PROBLEM DETAILS:
Pull out every line below that contains the word "white".

## Begin SUPPLIED DATA

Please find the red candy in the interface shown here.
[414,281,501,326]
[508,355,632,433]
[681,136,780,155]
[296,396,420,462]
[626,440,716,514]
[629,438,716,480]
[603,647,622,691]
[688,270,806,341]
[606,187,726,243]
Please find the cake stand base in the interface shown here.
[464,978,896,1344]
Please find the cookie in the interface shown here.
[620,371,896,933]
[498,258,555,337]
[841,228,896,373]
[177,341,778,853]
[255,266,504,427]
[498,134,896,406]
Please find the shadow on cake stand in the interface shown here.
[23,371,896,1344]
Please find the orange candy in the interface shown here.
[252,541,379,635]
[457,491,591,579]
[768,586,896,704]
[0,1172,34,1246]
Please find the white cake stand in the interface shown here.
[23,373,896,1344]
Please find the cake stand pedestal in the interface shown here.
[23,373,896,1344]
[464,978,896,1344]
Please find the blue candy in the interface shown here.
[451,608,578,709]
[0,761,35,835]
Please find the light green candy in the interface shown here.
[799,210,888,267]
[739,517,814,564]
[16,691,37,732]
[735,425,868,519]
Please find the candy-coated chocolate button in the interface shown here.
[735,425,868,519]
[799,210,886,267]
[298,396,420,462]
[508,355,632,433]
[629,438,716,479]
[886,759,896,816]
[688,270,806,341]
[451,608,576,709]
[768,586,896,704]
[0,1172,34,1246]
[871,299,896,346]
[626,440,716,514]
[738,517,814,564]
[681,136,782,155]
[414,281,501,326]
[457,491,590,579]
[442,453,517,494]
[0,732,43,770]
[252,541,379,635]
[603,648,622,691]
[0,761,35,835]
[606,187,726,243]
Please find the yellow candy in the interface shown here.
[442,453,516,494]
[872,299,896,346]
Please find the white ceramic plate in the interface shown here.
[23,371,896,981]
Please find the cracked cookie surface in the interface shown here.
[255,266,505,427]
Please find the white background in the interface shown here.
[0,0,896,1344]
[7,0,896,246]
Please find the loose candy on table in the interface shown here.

## End SUPPLIED DATA

RESULT:
Please find the white cake stand in the interface shown here.
Please find the white ceramic plate in the interface shown here.
Please find the white background in the interface shown here.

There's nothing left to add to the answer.